(Dataset entries)
__________________________________________________

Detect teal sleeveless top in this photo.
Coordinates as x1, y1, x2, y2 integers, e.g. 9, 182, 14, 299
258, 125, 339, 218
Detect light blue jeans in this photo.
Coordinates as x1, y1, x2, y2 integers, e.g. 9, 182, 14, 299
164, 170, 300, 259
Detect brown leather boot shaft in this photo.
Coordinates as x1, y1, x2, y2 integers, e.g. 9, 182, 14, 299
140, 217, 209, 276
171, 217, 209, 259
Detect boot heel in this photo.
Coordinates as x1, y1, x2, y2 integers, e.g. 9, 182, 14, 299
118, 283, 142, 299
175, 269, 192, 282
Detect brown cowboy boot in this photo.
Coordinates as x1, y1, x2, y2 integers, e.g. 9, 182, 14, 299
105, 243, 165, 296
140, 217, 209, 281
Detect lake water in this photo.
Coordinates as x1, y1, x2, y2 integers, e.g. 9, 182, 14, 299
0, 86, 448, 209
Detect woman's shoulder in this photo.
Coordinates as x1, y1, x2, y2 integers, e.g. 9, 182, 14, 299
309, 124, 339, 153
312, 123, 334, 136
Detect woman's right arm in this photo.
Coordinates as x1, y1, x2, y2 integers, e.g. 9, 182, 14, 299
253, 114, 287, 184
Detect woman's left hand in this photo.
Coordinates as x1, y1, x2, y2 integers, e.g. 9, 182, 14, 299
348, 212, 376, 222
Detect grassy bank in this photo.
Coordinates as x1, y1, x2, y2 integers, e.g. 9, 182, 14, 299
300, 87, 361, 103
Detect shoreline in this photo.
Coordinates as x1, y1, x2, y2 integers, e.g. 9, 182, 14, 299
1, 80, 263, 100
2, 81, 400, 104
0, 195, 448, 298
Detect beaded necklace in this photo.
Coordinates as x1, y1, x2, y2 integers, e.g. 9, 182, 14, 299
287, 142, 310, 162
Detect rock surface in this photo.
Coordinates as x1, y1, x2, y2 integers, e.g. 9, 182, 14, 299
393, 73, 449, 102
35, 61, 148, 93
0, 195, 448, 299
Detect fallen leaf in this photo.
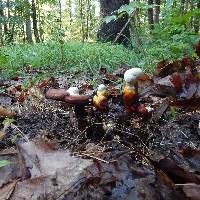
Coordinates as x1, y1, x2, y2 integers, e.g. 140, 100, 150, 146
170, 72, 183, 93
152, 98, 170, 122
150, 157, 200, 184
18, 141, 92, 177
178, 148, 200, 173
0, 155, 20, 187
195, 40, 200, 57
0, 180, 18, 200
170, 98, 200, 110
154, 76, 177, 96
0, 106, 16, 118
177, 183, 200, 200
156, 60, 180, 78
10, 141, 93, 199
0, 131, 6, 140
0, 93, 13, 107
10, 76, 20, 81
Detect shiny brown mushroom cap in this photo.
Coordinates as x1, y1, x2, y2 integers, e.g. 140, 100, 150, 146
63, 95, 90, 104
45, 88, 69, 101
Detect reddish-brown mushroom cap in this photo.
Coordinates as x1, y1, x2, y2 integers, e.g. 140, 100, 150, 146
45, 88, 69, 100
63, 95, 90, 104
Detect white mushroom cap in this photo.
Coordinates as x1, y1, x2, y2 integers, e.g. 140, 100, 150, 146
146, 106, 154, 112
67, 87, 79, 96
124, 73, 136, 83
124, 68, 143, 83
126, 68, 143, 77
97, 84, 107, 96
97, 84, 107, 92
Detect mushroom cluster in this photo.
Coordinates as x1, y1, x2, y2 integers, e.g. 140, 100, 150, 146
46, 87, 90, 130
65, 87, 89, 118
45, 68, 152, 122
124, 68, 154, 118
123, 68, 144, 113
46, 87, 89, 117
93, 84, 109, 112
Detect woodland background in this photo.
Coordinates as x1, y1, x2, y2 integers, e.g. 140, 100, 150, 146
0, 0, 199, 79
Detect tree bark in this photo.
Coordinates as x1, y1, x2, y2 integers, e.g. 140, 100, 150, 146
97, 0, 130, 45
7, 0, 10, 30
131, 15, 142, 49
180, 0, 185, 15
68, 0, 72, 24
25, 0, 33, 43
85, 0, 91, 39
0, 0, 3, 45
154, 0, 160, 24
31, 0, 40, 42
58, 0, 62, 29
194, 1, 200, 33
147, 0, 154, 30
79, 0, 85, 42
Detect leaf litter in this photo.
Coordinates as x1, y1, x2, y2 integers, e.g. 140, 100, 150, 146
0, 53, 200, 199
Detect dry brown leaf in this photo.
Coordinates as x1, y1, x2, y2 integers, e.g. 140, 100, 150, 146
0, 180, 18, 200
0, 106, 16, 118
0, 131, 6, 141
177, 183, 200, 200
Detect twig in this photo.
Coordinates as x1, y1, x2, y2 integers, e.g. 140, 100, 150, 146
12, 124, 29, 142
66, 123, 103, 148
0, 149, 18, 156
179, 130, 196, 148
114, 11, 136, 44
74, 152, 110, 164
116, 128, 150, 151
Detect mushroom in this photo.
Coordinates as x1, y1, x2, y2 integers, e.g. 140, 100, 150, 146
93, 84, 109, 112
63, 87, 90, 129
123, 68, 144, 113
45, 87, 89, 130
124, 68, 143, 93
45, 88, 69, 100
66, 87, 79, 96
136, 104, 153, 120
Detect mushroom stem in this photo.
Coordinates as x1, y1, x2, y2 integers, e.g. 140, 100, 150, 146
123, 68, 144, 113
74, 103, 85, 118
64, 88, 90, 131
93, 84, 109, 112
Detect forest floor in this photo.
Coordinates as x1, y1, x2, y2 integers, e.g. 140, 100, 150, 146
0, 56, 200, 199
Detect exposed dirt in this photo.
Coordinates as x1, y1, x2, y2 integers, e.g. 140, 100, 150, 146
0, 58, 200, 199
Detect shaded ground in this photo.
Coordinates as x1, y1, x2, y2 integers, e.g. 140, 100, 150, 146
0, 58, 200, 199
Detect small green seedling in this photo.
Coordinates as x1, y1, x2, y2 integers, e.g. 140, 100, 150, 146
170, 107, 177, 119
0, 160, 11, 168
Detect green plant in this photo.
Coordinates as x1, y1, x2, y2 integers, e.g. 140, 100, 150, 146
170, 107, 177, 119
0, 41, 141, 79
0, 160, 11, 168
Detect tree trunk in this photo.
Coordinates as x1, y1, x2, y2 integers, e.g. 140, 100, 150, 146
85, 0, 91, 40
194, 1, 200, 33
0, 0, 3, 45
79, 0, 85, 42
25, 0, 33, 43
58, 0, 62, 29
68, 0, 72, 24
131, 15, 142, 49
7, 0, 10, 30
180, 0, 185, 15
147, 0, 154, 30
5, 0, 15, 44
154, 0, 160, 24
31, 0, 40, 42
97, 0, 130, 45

__________________________________________________

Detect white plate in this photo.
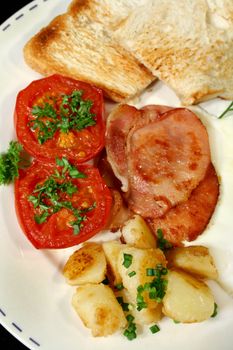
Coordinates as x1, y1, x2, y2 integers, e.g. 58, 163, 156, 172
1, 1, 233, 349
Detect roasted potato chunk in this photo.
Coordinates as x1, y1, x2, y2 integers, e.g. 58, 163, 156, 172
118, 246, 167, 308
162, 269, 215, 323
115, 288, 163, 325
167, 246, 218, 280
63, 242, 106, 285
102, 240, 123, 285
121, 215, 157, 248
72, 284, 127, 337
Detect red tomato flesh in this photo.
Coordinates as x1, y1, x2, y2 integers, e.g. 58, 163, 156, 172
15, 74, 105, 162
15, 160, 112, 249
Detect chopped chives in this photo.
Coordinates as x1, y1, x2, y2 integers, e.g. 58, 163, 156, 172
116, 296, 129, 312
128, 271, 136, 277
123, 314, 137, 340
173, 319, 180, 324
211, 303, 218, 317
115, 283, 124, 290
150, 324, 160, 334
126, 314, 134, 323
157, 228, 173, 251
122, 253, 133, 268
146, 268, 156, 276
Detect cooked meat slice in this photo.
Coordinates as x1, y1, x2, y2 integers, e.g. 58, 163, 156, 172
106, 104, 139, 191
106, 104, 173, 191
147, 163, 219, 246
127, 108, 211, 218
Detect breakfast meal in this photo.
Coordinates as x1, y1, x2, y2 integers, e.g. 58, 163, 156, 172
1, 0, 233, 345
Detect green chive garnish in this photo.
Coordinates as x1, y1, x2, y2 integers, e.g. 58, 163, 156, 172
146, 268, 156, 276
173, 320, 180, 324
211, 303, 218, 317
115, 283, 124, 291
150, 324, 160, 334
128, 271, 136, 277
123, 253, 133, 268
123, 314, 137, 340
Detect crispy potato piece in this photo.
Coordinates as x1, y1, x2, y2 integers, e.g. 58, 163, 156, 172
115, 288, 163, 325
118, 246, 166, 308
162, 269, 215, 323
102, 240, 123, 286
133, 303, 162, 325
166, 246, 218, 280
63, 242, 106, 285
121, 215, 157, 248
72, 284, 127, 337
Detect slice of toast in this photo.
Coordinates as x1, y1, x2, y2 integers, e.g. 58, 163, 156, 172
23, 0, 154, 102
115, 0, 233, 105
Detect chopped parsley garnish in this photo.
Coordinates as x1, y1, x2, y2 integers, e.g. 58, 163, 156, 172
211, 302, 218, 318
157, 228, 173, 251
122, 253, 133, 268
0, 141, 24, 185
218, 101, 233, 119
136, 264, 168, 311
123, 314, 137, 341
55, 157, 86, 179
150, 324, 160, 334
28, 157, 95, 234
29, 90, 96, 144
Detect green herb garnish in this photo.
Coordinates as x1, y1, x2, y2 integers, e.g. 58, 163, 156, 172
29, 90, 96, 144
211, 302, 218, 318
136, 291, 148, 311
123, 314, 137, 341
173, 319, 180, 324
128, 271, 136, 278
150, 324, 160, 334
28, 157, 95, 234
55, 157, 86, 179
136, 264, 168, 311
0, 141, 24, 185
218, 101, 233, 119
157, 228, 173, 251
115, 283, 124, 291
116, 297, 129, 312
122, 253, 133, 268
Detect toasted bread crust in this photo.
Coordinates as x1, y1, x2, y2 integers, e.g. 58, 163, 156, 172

__________________________________________________

Note how many lines in the data above have the string "tree" in them, and give that number by itself.

2